» Assignment
An exact transcription of the data below is needed.

» Material shown
■ ■ ■

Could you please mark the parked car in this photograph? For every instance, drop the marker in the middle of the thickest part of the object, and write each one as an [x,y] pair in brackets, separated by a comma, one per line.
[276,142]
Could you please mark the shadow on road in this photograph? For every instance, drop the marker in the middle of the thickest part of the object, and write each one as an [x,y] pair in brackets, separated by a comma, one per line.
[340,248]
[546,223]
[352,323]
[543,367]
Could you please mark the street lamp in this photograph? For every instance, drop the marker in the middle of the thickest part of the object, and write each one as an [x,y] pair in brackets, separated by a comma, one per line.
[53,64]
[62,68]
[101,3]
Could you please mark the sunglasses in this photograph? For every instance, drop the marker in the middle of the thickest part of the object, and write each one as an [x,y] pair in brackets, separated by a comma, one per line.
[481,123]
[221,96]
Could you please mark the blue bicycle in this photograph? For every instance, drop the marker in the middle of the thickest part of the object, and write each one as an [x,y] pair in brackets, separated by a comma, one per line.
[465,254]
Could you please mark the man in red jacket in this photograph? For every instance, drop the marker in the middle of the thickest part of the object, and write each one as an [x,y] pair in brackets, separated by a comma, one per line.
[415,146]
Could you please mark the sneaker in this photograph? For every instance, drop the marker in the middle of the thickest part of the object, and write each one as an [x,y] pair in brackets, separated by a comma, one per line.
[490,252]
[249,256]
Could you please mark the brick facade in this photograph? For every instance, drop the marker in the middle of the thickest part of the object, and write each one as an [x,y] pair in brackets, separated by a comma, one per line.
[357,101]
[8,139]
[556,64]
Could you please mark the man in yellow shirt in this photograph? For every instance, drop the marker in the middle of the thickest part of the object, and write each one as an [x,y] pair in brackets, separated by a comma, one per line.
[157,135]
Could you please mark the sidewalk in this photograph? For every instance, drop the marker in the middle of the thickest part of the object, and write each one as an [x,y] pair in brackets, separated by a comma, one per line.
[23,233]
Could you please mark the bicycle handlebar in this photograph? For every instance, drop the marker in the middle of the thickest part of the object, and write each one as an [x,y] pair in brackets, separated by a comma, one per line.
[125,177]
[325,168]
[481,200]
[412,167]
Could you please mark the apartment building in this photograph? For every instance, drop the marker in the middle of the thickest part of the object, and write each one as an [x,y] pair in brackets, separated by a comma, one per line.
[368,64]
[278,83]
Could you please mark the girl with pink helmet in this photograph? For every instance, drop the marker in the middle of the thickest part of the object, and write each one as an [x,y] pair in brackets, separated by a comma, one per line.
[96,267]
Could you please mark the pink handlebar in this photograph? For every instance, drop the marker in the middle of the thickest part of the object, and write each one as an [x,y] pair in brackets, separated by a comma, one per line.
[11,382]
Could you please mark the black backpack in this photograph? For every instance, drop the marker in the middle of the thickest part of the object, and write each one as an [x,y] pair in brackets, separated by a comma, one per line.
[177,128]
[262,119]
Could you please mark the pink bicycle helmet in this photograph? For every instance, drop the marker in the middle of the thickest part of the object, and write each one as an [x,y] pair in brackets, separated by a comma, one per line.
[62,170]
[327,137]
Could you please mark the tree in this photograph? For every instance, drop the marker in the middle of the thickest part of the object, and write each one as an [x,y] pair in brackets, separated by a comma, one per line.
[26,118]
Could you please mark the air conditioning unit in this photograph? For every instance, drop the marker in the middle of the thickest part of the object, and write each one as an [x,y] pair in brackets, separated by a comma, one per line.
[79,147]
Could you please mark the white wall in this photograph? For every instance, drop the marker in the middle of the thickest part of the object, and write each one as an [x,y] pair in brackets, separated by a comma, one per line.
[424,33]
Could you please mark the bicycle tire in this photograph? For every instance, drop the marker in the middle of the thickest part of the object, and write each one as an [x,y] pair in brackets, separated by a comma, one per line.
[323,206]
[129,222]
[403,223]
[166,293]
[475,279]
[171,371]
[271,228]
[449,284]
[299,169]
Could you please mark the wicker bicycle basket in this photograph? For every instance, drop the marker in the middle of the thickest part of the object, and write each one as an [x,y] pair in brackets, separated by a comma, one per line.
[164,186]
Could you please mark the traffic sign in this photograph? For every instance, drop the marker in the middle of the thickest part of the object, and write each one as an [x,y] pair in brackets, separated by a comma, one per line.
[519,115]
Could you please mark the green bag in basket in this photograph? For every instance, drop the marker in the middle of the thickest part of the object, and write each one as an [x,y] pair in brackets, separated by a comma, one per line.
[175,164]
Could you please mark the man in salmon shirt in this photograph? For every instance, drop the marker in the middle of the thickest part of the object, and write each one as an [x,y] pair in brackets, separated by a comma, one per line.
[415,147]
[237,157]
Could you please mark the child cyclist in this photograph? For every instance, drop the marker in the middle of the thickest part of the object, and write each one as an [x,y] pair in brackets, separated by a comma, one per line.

■ ■ ■

» Solution for this problem
Could you please mark the parked car in this photograph? For every instance, drop the marker in the middle of the thickest part of the object, and write each one as an [x,y] pair in brackets, separated by a comma, one per line.
[276,142]
Could you please mark the shadow on road in this photograph? For every instance, drop the marker in the middle of the thickest part of the object, and write each one as an [x,y] pair in brackets, separated by a comma, one per line.
[340,248]
[546,223]
[352,323]
[543,367]
Could you please mark the street lamp in this photograph? For every instance, drop the marker in the middle of the thickest part of the object, and write each one as an [x,y] pair in brackets, separated by a comma, one per line.
[53,64]
[62,68]
[101,3]
Could you please mark the sunglasses in this photograph? For every instance, drop the marker in the middle of the thickest part of the object, and write each one as an [x,y] pair in brackets, separated by a comma, one per line.
[481,123]
[221,96]
Could you please mark the blue bicycle in this photograph? For every instance, drop the marker in the middle of the thickest part of the object, and write each one as an [x,y] pair in brackets, separated by a comma, one per line.
[465,254]
Could you please mark the man in red jacket in this photograph? For every instance, drop the marker in the middle of the thickest part of the object, and write each one as an [x,y] pair in brackets, separated by a comma, one per line.
[415,146]
Could you please mark the sneaker in this photograph? For every instance, drop the marker in the middle of the thickest part of the object, and write each one as an [x,y] pair in brackets, separated by a comma, one per line.
[490,252]
[249,256]
Could you please mark the brick facade in this photograph? For every instance, drop the marker in the middle of the thickest part of the object, and write each one as an [x,y] pair in brackets, separated by a comma, one per line.
[357,101]
[8,139]
[556,64]
Could you please mark the man in yellow shirt in this photograph? For every instance, drop the marker in the middle of the thickest part of the object, and write each one as an [x,y] pair in brackets, separated by a comma, one per line.
[157,135]
Could you please mark the sidewalk in this photograph? For every instance, drop the marker in the middle of the thickest part of the object, and write each one as an [x,y] pair in brackets, separated by a comma, one per line.
[23,233]
Could you please mark the bicycle handlebar in this photograph? For every instance, drop the marker in the middle of the thickest part of the object, and write each one as an [x,y] pair in brackets, separated by a comma, one per line.
[125,177]
[325,168]
[481,200]
[412,167]
Could you please mark the apartment building in this photograph? For every instance, drop the marker in the middle of the thickest part of the object, and write each one as an [x,y] pair in brackets, separated by a comma, one per line.
[368,64]
[278,83]
Could you please mark the girl with pink helmet in this photograph? For every instance, drop the marker in the middle of the thickest part of the object, and write each one as an [x,y] pair in brackets, separated by a comma, one per line.
[96,267]
Could you please mark the pink handlebar in this photograph? For every instance, drop the marker in the middle of the thickest part of the object, and write each one as an [x,y] pair in brackets, separated by a comma, one per line.
[11,382]
Could you please mark the black backpack in this photograph? For every instance, drop the marker in the middle of the thickest part of the object, and write each one as an [x,y] pair in brackets, separated by a comma, one per line.
[177,128]
[262,119]
Could you please mark the pink bicycle helmet in this photograph? For every instance, drop the marker in the middle of the thickest part of the object, and write each one as an [x,y] pair in brackets, separated by a comma, one per line.
[62,170]
[327,137]
Could you please mark the tree in this photograph? For every instance, drop the marker in the middle of the thickest part of the object, and write each one as an [x,y] pair in brackets, separated by a comma, one per line.
[26,118]
Could you please mark the air conditioning unit in this photograph? For every instance, drop the marker in the middle of the thickest part of the object, and write each one as an [x,y] pair in brackets, separated by a comma, one per line.
[79,147]
Could you please mark the white wall in this photograph? For every instance, drop the marker in the middle of the thickest part of the object, and write each one as an [x,y] pair in brackets, separated by a comma, one per line.
[424,33]
Could you please mark the bicycle tire in this photograph? For every instance, drop the marker in the middle of the thickest part of the object, and write each one as an [x,y] pair in brackets, separated by a comma, one per line.
[323,206]
[129,222]
[403,223]
[166,293]
[475,279]
[171,371]
[271,228]
[449,284]
[299,169]
Could you please mark the wicker bicycle basket in this photograph? For every instance, drop the marker in the middle of the thickest part of the object, and write each one as an [x,y] pair in brackets, separated by a comma, one per line.
[164,186]
Could you please mark the traffic sign in this photograph? For every instance, drop the marker in the middle of the thickest part of the object, and write each one as an [x,y] pair in brackets, separated by a comma, one per line.
[519,115]
Could you please mark the green bag in basket in this photograph? For every instance, drop the marker in the middle of the thickest part of the object, and write each one as an [x,y] pair in brackets, separated by a comma, one per line.
[175,164]
Could you please mark the man in salmon shirt in this photograph? For every instance, drop the marker in the middle of the thickest part of the object, and write each one as an [x,y] pair in brackets, separated by a comma, one per line.
[415,147]
[237,157]
Could you please mark the child cyclist in this photograph? For every instance, drop the marker in the middle of the thickest part of the object, and write each one as an [x,y] pair in brackets, separated by a comma, one per line.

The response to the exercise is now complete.